Text section:
====================

37 Though he had done so many signs before them, they still did not believe in him, 38 so that the word spoken by the prophet Isaiah might be fulfilled:
“Lord, who has believed what he heard from us,
and to whom has the arm of the Lord been revealed?”
39 Therefore they could not believe. For again Isaiah said,
40 “He has blinded their eyes
and hardened their heart,
lest they see with their eyes,
and understand with their heart, and turn,
and I would heal them.”
41 Isaiah said these things because he saw his glory and spoke of him.
John 12:37-41
Introduction
If an abundance of evidence was sufficient to convert men to the one true God, then all the world would have already been converted. Creation and all therein is nothing but evidence for the triune God, yet the world is full of rebel human beings who make up myths like “mother nature” and “father time” instead of just giving glory to God. Unbelief in man is not due to a lack of evidence. You could list every evidence possible and still it would not convert a single soul. Why? Because spiritual unbelief is not unbelief because there is a lack of evidence and reason. Spiritual unbelief is not the lack of some information. The unbeliever is not a neutral inquirer, but an active rebel. Unbelief does not come from a lack of evidence for God, but from an already present opposition to God. The unbeliever does not need to be convinced of God by the evidence, because his opposition to God already shows he knows God is. He is very much opposed to Him. What is needed then, is gospel preaching that includes a call to repent of that opposition to God. The unbelieving heart does not need to be swayed by evidence, it needs to be taken out and replaced with a new heart by the power of God. And since Jesus died and rose from the dead, God loves to do just that. So if you’re an unbeliever sitting here today, I must warn you that you are in danger of God taking your unbelieving heart and giving you a new believing one here today without asking for your permission.

====================

Written tasks:
(a) Transcribe the passage on unbelief word for word, starting with "39 Therefore they" and going on through "spoke of him.".
(b) In the passage on unbelief, what does unbelief come from, if not from a lack of evidence for God?

Data provided:
====================

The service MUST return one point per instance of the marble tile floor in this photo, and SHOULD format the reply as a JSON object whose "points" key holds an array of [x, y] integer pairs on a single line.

====================

Results:
(a)
39 Therefore they could not believe. For again Isaiah said,
40 “He has blinded their eyes
and hardened their heart,
lest they see with their eyes,
and understand with their heart, and turn,
and I would heal them.”
41 Isaiah said these things because he saw his glory and spoke of him.

(b) It comes from an already present opposition to God.